What is expected:
Starting at the line containing "Tag every instance of the man in black" and ending at the last line of the material, write out every line again, requests included. Scale each x and y coordinate in the answers by 2.25, rounding to whole numbers with halves rounded up.

Given data:
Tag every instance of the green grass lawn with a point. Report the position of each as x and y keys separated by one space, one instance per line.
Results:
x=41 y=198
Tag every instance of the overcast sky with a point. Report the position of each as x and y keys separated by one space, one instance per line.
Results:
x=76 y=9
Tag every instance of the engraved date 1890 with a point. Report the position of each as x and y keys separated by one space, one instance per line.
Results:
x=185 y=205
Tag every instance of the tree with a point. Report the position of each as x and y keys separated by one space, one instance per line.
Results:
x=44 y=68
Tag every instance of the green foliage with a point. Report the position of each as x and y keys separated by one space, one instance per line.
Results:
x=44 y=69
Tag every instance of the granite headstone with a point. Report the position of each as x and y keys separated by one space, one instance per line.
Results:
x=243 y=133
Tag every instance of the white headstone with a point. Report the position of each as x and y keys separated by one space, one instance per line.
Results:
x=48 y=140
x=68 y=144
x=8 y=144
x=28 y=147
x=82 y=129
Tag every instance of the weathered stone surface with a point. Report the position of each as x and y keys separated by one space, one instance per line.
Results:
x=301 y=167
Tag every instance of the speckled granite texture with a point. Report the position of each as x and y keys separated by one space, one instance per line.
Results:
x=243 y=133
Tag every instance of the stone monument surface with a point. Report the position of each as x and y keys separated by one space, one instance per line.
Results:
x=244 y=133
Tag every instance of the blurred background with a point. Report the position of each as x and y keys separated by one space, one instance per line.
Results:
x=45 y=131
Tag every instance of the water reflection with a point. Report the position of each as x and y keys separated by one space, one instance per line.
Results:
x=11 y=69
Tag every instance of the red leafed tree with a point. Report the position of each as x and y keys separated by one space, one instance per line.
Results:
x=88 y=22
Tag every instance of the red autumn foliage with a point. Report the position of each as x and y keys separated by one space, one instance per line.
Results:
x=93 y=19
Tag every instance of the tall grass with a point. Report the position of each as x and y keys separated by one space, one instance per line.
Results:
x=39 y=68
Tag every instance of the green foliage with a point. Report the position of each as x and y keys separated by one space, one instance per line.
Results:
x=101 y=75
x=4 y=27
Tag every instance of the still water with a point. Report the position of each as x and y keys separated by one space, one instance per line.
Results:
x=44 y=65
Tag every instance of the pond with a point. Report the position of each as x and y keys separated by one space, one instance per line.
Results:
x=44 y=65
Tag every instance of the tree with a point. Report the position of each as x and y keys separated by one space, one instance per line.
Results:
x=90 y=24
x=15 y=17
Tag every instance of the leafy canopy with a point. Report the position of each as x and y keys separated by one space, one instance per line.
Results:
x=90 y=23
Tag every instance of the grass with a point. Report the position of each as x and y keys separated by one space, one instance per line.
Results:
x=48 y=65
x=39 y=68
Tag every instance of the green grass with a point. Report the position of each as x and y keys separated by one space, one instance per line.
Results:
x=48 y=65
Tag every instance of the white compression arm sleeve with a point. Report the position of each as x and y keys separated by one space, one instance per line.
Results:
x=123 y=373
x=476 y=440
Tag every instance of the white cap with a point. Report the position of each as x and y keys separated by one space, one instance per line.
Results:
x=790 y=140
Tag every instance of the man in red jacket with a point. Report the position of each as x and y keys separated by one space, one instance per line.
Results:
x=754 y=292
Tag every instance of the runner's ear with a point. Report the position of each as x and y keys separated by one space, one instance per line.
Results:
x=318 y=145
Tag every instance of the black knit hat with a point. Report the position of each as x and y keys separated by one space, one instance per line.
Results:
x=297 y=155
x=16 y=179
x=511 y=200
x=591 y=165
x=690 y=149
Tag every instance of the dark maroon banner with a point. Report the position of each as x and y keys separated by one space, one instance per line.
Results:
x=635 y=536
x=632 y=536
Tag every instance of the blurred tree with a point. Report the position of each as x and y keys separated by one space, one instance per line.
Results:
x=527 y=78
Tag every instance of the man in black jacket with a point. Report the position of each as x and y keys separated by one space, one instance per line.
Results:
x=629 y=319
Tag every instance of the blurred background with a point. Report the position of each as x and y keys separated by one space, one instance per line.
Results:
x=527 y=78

In response:
Tag every instance of the man in black jacket with a point. Report the position of each as x and y keys separated by one space, one instance per line.
Results:
x=1415 y=718
Tag every instance of the blurred background with a point. Report the position of each as x and y keys separated by one space, one instance per line.
Results:
x=1186 y=176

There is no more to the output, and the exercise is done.